# Extracted text
- - - -

Adams, Dean C.; Collyer, Michael L. (2014). Data from: Permutation tests for phylogenetic comparative analyses of high-dimensional shape data: what you shuffle matters [Dataset]. Dryad. https://doi.org/10.5061/dryad.2jv17

Abstract

Evaluating statistical trends in high-dimensional phenotypes poses challenges for comparative biologists, because the high-dimensionality of the trait data relative to the number of species can prohibit parametric tests from being computed. Recently, two comparative methods were proposed to circumvent this difficulty. One obtains phylogenetic independent contrasts for all variables, and statistically evaluates the linear model by permuting the PICs of the response data. The other uses a distance-based approach to obtain coefficients for generalized least squares models (D-PGLS), and subsequently permutes the original data to evaluate the model effects. Here we show that permuting PICs is not equivalent to permuting the data prior to the analyses as in D-PGLS. We further explain why PICs are not the correct exchangeable units under the null hypothesis, and demonstrate that this mis-specification of permutable units leads to inflated type I error rates of statistical tests. We then show that simply shuffling the original data and re-calculating the independent contrasts with each iteration yields significance levels that correspond to those found using D-PGLS. Thus, while summary statistics from methods based on PICs and PGLS are the same, permuting PICs can lead to strikingly different inferential outcomes with respect to statistical and biological inferences.

- - - -

[Extracted records]
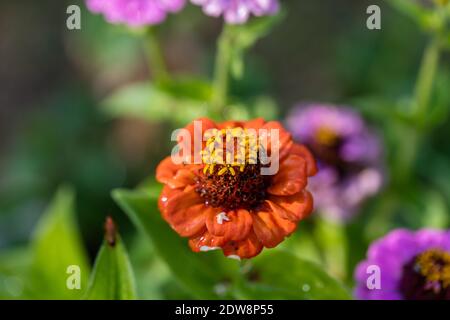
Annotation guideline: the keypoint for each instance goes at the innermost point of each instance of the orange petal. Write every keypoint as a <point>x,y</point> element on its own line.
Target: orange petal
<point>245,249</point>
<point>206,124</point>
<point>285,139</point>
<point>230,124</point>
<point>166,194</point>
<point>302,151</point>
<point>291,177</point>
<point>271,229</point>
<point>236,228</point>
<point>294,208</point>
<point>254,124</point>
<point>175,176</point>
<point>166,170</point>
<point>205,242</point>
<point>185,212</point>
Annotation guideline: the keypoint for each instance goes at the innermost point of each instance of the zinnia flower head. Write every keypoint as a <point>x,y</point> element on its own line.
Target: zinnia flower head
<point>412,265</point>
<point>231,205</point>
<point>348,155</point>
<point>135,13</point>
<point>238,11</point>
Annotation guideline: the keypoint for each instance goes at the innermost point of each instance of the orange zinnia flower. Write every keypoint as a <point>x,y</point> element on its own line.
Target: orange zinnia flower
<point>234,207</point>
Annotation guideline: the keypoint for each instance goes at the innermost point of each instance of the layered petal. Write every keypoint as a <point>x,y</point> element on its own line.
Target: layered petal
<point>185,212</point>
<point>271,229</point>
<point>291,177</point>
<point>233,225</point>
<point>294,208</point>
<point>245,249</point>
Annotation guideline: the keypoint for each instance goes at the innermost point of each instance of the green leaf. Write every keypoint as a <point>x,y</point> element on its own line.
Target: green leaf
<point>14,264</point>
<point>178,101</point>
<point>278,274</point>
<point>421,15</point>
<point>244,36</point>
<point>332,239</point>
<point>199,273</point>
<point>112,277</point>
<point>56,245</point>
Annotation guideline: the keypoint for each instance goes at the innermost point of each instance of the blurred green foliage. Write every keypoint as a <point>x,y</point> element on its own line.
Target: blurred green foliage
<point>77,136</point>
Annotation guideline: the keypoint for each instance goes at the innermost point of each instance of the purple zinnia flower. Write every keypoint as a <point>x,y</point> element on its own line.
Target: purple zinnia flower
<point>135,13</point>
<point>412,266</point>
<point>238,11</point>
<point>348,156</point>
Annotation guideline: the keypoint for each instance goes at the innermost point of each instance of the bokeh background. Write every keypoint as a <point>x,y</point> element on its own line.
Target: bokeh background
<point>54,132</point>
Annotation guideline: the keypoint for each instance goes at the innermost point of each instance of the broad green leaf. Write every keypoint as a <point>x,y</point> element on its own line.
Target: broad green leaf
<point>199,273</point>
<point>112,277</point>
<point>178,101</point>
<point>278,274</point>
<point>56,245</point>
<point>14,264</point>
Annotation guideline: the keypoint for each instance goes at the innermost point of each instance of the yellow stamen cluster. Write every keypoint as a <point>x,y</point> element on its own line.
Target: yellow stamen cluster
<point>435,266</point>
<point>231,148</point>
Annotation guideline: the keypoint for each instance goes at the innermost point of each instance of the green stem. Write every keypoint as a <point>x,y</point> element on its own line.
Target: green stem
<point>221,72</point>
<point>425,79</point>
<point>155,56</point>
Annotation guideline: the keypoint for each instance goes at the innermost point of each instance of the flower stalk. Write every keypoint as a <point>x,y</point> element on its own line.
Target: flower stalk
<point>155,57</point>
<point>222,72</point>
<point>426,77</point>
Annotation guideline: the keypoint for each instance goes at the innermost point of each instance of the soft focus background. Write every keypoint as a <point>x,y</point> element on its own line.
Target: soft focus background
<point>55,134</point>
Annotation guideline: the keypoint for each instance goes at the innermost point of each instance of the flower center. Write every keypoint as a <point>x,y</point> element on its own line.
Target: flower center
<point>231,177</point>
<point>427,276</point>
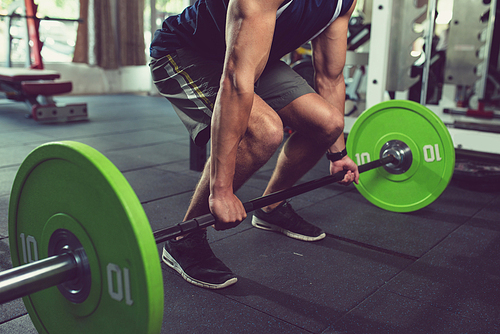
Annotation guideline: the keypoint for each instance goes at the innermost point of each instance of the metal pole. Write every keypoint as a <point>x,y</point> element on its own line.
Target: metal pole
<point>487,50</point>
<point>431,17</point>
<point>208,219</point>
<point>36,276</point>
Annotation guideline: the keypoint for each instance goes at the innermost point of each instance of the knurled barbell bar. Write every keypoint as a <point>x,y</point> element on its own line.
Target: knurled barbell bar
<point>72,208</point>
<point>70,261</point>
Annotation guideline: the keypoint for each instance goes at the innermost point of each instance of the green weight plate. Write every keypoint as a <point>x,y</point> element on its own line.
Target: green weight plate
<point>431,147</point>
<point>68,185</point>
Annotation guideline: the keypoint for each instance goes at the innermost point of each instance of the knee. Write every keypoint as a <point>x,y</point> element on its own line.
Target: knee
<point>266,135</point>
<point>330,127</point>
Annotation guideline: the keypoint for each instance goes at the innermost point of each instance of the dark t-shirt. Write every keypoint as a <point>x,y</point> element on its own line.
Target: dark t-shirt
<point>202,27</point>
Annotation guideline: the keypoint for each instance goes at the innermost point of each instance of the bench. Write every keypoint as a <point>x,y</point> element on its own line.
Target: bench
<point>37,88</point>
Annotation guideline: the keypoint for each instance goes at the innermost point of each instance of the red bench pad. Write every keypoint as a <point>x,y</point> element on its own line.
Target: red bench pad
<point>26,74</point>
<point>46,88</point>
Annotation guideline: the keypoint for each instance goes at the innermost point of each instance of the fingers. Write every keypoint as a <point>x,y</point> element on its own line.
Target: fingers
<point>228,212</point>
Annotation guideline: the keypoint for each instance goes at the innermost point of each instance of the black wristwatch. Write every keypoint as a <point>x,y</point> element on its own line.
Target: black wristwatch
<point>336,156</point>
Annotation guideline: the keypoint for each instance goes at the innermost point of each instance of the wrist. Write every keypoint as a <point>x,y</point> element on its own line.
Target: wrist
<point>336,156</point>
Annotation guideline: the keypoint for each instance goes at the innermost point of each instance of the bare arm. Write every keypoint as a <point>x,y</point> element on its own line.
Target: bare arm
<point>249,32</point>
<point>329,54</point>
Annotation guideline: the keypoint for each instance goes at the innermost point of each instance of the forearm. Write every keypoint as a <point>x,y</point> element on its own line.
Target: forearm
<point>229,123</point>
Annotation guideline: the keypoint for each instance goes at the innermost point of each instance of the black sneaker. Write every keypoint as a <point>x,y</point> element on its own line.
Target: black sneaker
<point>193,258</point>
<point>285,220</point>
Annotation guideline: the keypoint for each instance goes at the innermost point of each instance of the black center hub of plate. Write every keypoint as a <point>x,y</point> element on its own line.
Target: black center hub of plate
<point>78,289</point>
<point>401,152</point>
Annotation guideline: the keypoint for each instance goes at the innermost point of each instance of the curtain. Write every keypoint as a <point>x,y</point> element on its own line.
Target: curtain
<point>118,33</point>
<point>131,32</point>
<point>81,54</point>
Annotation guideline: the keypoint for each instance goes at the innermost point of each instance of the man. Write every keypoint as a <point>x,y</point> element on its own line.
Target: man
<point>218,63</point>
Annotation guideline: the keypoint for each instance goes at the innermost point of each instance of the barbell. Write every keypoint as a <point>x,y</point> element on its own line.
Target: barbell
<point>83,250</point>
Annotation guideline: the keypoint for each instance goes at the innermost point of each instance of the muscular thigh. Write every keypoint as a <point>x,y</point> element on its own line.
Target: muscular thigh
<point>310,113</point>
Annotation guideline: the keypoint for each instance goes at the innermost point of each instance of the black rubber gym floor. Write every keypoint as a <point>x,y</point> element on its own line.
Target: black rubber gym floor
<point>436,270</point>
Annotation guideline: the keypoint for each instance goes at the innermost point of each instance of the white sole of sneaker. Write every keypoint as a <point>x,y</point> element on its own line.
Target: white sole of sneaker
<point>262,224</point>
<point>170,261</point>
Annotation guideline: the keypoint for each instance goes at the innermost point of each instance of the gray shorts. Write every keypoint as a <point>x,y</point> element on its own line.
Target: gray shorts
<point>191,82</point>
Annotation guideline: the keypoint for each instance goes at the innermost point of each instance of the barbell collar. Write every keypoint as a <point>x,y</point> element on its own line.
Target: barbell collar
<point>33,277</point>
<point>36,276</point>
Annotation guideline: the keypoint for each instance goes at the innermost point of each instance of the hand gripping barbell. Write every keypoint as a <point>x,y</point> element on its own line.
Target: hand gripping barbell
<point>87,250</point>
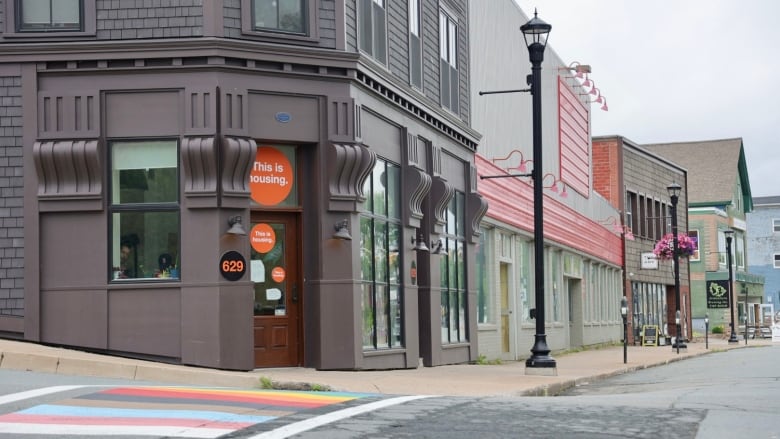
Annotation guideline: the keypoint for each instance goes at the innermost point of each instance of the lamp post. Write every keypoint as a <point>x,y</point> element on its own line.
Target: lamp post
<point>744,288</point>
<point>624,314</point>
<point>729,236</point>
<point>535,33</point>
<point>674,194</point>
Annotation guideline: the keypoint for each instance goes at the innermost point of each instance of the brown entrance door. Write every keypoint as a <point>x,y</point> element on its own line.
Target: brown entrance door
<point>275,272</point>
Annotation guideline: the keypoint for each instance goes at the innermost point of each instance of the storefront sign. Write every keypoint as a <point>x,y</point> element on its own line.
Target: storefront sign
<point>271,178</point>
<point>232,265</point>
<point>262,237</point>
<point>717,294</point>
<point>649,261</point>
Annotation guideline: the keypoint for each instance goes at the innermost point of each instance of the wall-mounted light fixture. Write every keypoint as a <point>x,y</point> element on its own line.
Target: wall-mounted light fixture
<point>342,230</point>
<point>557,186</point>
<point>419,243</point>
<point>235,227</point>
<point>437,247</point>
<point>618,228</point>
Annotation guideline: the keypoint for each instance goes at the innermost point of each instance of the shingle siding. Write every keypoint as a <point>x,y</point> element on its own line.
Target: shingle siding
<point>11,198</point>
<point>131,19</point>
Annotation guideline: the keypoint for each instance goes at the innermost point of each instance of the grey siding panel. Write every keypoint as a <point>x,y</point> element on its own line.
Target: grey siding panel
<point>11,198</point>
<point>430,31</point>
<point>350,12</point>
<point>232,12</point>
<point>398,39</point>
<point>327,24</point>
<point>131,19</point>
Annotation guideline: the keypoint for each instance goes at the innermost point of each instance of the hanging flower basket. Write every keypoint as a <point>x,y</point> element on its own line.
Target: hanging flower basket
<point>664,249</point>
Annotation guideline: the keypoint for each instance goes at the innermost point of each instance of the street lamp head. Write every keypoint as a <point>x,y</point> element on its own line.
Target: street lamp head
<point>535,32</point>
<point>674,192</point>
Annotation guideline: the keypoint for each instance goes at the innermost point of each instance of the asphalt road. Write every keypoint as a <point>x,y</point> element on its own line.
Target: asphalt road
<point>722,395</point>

- - - -

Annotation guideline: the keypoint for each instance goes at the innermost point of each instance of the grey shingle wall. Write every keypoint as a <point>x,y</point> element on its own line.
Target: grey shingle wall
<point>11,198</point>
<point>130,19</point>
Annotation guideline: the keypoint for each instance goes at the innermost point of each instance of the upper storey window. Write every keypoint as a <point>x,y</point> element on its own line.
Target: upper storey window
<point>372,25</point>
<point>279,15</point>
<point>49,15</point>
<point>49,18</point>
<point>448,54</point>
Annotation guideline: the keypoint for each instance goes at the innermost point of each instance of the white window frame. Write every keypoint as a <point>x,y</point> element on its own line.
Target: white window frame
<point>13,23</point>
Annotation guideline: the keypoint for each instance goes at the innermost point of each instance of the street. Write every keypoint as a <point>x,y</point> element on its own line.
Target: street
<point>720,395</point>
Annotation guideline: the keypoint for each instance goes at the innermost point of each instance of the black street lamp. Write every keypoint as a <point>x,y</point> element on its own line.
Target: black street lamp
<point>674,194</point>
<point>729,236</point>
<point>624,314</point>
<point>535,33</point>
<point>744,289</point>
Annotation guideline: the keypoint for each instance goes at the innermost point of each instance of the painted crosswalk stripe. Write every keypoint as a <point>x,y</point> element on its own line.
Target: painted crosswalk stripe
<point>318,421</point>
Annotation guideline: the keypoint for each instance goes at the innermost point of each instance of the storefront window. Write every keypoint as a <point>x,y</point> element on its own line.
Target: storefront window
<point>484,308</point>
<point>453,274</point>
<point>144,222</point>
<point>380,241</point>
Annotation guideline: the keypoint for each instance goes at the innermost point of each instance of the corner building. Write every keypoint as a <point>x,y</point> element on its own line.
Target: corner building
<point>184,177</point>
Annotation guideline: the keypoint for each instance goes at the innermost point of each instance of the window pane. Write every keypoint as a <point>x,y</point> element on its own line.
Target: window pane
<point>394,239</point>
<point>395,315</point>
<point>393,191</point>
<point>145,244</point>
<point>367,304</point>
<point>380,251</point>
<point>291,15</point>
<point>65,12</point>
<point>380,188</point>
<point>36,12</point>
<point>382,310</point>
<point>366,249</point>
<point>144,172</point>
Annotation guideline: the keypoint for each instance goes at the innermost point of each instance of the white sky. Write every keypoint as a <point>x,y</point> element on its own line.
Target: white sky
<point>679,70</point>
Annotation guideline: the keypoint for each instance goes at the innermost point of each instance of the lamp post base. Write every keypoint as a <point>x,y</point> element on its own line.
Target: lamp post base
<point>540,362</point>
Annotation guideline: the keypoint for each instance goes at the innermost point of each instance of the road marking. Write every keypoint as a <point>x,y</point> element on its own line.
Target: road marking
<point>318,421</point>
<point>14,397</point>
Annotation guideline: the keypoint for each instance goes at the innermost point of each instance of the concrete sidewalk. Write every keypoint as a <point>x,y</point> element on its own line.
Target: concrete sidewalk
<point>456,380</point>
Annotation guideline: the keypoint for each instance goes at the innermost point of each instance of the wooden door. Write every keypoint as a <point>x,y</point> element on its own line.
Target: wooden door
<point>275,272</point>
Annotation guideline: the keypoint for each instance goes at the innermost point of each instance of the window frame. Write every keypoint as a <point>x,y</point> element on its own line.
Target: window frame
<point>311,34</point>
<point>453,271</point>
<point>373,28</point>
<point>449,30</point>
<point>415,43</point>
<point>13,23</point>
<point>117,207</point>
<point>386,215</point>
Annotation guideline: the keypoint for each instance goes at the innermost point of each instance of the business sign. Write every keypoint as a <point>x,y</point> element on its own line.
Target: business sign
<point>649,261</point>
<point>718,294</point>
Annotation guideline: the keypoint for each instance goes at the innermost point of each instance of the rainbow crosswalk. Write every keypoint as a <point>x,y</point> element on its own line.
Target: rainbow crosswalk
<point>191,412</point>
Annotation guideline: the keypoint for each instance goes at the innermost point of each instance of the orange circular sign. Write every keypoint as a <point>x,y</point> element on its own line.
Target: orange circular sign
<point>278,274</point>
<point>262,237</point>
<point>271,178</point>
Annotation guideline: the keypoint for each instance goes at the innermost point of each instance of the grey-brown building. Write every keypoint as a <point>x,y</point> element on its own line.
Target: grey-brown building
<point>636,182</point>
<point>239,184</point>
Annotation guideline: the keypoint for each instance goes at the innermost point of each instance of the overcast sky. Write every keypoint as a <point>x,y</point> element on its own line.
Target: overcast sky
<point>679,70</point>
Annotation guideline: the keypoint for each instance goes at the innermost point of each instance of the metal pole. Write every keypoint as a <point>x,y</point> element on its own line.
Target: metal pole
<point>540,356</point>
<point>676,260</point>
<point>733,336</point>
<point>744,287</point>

- - - -

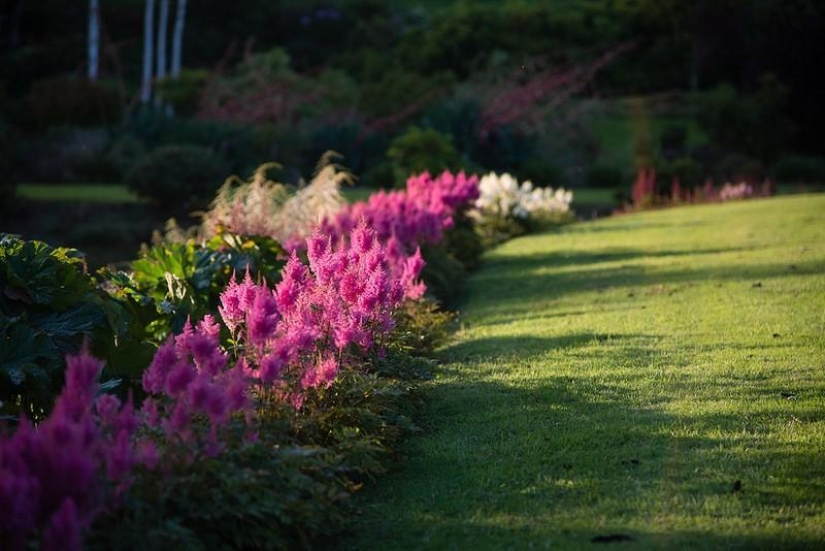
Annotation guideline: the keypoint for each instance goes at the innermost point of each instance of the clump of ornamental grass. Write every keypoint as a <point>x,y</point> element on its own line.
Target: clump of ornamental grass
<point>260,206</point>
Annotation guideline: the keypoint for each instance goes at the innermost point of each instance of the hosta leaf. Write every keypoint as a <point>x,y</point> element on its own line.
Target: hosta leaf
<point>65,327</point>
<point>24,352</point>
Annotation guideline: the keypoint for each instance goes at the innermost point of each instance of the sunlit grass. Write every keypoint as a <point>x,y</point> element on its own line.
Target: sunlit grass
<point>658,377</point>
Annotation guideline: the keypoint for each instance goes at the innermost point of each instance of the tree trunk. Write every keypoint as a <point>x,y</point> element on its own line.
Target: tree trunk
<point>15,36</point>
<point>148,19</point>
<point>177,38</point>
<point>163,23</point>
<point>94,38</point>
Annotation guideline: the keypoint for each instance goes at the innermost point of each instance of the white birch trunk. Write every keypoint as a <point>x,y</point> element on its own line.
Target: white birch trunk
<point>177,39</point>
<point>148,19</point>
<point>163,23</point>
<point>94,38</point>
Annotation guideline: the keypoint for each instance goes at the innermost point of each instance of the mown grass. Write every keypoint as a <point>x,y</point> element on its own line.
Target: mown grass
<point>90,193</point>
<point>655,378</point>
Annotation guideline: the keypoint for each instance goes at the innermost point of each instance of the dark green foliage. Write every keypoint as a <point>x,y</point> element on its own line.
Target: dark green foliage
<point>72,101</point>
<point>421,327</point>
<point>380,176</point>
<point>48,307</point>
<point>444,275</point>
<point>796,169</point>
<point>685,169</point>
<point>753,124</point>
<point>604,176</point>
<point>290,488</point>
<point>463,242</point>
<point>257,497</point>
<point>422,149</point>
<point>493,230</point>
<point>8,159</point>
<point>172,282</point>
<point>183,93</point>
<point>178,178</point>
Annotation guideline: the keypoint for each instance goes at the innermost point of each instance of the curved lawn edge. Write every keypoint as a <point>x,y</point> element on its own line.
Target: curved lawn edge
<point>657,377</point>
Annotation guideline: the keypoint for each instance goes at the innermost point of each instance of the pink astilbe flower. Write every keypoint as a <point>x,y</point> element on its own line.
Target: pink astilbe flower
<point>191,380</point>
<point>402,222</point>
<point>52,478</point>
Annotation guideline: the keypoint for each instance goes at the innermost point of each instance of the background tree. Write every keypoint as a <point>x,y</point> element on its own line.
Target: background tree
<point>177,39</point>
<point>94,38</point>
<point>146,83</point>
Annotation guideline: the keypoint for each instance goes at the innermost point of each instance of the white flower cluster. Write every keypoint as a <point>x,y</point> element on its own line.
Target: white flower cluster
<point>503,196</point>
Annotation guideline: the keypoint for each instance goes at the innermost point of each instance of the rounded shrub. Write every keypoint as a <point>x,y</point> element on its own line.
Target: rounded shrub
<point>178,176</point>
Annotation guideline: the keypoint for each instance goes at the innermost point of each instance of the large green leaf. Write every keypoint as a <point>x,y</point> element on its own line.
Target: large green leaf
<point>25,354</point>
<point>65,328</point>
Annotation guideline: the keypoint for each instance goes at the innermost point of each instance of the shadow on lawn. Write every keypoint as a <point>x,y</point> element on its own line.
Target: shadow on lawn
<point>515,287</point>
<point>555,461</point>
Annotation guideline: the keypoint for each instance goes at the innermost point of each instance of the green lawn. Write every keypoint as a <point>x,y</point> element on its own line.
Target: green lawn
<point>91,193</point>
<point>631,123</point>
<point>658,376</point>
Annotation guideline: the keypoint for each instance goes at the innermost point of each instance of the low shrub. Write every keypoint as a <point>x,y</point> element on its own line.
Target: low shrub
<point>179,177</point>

- - - -

# Activity 1
According to the abstract on permutation tests, what does the mis-specification of permutable units lead to?
# Activity 2
Summarize the abstract on permutation tests in two sentences.
The extracted records are separate material and are not part of the abstract on permutation tests.

# Exercise answer 1
It leads to inflated type I error rates of statistical tests.

# Exercise answer 2
Two comparative methods get around the problem of testing high-dimensional phenotypes: one permutes the phylogenetic independent contrasts (PICs) of the response data, and the other (D-PGLS) permutes the original data. The authors show that permuting PICs is not equivalent to permuting the data and inflates type I error rates, while shuffling the original data and recalculating the contrasts each iteration gives significance levels matching D-PGLS.